▶ [Problem requirements]:
Return every line in the entries below where the word "Target" shows up.

▶ [Data to examine]:
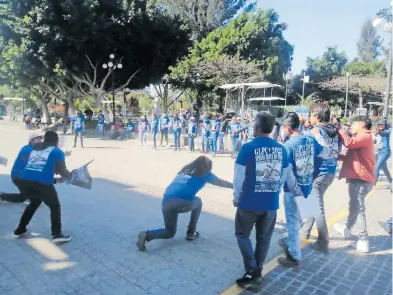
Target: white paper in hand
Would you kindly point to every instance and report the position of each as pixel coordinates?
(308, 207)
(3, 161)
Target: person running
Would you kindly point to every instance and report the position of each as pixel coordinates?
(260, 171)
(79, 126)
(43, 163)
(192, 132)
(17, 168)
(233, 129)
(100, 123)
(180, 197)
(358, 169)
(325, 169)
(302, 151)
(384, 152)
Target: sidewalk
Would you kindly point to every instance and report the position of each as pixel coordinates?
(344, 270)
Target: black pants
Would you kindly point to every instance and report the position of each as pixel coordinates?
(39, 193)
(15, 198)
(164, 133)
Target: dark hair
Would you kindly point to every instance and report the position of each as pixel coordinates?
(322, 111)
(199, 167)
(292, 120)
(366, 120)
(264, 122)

▶ [Solution to this problem]:
Target: white paper in hand
Target: person running
Target: sidewalk
Target: black pants
Target: dark hair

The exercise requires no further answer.